Page text
_ _ _ _

Trello is a collaboration tool that organizes your projects into boards. In one glance, Trello tells you what's being worked on, who's working on what, and where something is in a process and presents itself a most common Kanban board principle realization.

The main goal of this principle is not to manage developer's time, but rather to give you visibility into what is happening in the project. This enables planning work, tracking progress, and retrospecting. In this guide we will talk about productivity system, which is based on ideas from Getting Things Done and Kanban.

Everything that everyone needs to remember must be logged to Trello. Only then team would be able trust it and developers and managers won’t have to run through five notebooks to make sure that have not forgotten anything. When an idea pops up, you need to be able to capture it. This must be as effortless as possible like it's realized in Trello.

Main Trello ideas and goals:

  • Visualize team work. Everybody should always have a clear picture of what everyone is doing, how well it is going, what is blocking, and what have been already accomplished. Using boards and cards is a great way to visualize this information.

  • Minimize work in progress. Having a lot of things in progress generates waste. Developer has to constantly context switch, which makes feel overwhelmed and not very productive. This is another example when using a Kanban board shines: everybody knows how many cards are in the “in-progress” column. It is possible to set a limit of cards. So when you want to take on another task, you can see if there is room. And if there is none, you have to finish one of the started tasks, or push it back till later.

_ _ _ _

What to work on
[1] Render this sentence from the Trello guide into Spanish: "Using boards and cards is a great way to visualize this information."
[2] Carry on the Trello guide from its final sentence, writing a few more paragraphs in the same style.
The listing is not needed for any of this work.

Dataset rows
_ _ _ _

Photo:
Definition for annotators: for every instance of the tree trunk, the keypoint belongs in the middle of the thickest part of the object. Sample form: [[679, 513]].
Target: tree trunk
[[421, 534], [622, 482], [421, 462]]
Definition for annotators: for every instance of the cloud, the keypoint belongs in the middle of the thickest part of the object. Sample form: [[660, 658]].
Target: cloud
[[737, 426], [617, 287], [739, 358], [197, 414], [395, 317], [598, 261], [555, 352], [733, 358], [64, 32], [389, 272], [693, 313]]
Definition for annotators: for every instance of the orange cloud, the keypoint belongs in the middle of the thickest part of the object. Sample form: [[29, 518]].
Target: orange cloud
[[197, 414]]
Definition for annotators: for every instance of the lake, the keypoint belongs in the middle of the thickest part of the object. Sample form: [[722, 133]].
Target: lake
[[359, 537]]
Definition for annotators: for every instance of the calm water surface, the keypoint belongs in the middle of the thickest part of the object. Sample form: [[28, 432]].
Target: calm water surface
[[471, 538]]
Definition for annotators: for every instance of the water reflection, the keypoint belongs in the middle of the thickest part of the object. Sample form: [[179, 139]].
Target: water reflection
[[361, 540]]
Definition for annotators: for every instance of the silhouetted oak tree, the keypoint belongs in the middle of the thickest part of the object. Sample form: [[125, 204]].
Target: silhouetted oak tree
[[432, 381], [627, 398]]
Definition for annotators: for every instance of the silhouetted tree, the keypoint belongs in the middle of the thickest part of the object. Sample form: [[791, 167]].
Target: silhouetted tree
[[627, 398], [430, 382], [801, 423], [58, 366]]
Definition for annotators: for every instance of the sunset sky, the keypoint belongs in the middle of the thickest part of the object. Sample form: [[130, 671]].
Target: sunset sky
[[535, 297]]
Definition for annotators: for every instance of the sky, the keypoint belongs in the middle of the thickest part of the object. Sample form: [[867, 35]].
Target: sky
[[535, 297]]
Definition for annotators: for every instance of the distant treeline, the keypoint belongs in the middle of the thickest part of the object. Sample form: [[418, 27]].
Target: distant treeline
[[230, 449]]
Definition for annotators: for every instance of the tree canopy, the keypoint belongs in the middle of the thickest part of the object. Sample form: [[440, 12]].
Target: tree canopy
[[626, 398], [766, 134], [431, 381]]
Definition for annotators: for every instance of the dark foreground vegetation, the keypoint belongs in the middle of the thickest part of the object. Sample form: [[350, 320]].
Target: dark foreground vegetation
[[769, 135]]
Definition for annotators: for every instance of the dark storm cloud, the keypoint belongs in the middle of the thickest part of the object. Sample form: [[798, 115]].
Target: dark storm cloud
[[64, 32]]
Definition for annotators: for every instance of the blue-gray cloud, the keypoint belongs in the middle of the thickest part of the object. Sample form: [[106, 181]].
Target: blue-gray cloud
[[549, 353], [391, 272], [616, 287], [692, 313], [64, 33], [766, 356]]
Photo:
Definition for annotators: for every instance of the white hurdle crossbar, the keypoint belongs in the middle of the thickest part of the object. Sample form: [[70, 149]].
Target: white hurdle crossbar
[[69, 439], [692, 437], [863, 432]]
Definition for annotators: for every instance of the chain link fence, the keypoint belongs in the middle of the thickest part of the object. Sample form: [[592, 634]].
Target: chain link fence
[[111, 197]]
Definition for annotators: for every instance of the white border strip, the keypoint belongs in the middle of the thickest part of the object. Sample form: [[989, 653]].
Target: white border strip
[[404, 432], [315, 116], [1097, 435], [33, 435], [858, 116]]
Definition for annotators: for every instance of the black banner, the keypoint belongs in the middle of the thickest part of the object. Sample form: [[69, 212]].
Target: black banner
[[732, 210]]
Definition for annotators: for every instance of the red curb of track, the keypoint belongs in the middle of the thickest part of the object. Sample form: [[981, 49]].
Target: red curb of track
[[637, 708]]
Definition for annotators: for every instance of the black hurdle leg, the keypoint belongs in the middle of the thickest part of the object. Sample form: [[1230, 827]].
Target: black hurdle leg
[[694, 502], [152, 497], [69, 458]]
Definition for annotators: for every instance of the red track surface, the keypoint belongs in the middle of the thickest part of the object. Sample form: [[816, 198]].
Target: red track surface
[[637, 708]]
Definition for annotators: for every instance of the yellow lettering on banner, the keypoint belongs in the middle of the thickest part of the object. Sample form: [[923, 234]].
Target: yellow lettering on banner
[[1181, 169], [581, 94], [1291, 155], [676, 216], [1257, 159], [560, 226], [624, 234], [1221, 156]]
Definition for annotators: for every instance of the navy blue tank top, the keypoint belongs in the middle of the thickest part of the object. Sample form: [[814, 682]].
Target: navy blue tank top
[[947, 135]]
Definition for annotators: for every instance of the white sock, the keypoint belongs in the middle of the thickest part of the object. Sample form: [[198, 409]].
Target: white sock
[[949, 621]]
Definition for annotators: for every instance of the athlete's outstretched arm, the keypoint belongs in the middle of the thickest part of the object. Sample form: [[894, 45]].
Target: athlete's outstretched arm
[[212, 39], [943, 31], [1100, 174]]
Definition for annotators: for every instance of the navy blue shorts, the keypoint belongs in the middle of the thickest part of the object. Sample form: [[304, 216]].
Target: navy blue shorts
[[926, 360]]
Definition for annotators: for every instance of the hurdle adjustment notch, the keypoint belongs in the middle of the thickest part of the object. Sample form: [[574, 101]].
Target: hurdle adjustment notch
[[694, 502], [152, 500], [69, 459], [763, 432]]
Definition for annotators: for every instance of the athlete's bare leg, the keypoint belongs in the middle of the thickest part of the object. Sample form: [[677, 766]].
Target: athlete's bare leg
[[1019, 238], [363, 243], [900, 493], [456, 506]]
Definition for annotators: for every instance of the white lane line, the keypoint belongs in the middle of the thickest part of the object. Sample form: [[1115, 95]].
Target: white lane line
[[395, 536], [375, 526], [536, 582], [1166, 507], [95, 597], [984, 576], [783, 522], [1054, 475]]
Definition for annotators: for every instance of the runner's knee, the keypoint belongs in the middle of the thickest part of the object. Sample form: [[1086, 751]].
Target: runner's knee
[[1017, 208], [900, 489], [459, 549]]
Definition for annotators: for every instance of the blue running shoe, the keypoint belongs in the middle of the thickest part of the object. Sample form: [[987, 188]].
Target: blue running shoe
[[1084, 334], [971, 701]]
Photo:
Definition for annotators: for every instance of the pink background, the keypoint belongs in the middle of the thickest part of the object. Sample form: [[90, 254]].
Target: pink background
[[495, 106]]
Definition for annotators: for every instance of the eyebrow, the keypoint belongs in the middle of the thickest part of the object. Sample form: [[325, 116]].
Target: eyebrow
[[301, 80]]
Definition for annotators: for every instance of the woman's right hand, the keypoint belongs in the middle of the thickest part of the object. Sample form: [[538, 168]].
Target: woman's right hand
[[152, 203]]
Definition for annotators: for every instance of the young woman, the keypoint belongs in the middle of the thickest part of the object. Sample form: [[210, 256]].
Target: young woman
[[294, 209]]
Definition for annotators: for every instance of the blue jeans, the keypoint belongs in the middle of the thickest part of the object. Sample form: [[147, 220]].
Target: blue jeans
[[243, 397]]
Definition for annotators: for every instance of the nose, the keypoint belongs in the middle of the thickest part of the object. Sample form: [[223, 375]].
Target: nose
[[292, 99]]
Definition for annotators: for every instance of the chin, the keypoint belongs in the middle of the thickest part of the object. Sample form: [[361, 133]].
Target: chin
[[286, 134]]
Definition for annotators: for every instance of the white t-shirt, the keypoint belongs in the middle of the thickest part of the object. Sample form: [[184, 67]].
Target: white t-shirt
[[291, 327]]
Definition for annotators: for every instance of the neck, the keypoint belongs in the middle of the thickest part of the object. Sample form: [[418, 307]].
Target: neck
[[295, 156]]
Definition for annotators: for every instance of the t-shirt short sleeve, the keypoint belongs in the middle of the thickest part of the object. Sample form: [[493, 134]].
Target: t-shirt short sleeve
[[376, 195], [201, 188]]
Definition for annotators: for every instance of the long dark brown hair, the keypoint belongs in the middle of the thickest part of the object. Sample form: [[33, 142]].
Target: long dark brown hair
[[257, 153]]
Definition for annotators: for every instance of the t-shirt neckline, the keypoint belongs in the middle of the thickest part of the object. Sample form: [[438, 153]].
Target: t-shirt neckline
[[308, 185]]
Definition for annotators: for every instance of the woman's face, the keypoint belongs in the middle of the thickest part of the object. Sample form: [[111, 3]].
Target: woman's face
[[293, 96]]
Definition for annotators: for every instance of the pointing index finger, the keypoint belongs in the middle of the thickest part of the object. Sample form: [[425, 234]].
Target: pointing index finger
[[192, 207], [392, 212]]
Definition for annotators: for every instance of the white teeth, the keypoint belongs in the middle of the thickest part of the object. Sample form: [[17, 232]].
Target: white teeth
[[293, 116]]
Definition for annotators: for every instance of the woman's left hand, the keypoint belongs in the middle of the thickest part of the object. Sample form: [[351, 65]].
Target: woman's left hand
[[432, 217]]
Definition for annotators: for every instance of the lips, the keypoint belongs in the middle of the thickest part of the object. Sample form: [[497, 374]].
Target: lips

_ _ _ _

Answers in order
[1] Usar tableros y tarjetas es una excelente manera de visualizar esta información.

[2]
  • Dealing with stale tasks. We always tend to push back certain important but unpleasant tasks till later, so they can be on our task list for months. They have to be dealt with, and it is better to do it sooner than later. Others are not important. Developers subconsciously know it and that is why they never would be done. Trello has a nice feature called "Card Aging" that helps deal with this problem.

  • Backlog and sprint. All the tasks and notes which may be needed someday should be stored in a board called "backlog". "Sprint" idea came from Agile methodology and means, in other words, iteration with the list of goals at the end of it. Trello gives us possibility to make

  • Retrospect. Team should do weekly retrospectives during which go through all the completed tasks and label them with respective labels.

States (Board's lists)

Each card during sprint should pass through the list of mandatory transactions: starting from idea in the Icebox, passing through clarifications from Product Owner, up to development and finishing this sprint at the production. Should admit, that responsibles may be switched between developers, testers and managers while this cycle. The wide list of the states may be looked like this:

  • Backlog. Contains mostly ideas neither completed read-for-development cards.
  • Icebox. Being process and ready to be done, cards in that list should be ordered by the importance.
  • Needs Clarification is a helper state if clarifications from Owners is acceptable. It's ok to skip this step if everything is clear.
  • Critical. Everything that should be done ASAP, means this card has a blocker / bug from staging or prod.
  • Rejected. All useless ideas goes here.
  • Sprint (date). The stack of tasks for the team for today.
  • In Development. The best indicator to understand what's everybody doing now. Should be taken from To Do.
  • Finished for Code Review. Must represent existing, working and tested code inside the ready-to-merge Pull Request. Goes here from In Development part.
  • QA Test on Staging. Here comes testers, first baptism of fire for the new code. Should be processed by QA after first deploy to stage server.
  • Deploy to Production. List of tasks, ready to be shown in real life.
  • QA Test on Production. Last try to catch released bugs.
  • Finised (date). Last step for accepted task. Provides retrospective for the sprint, shows was it successful or not.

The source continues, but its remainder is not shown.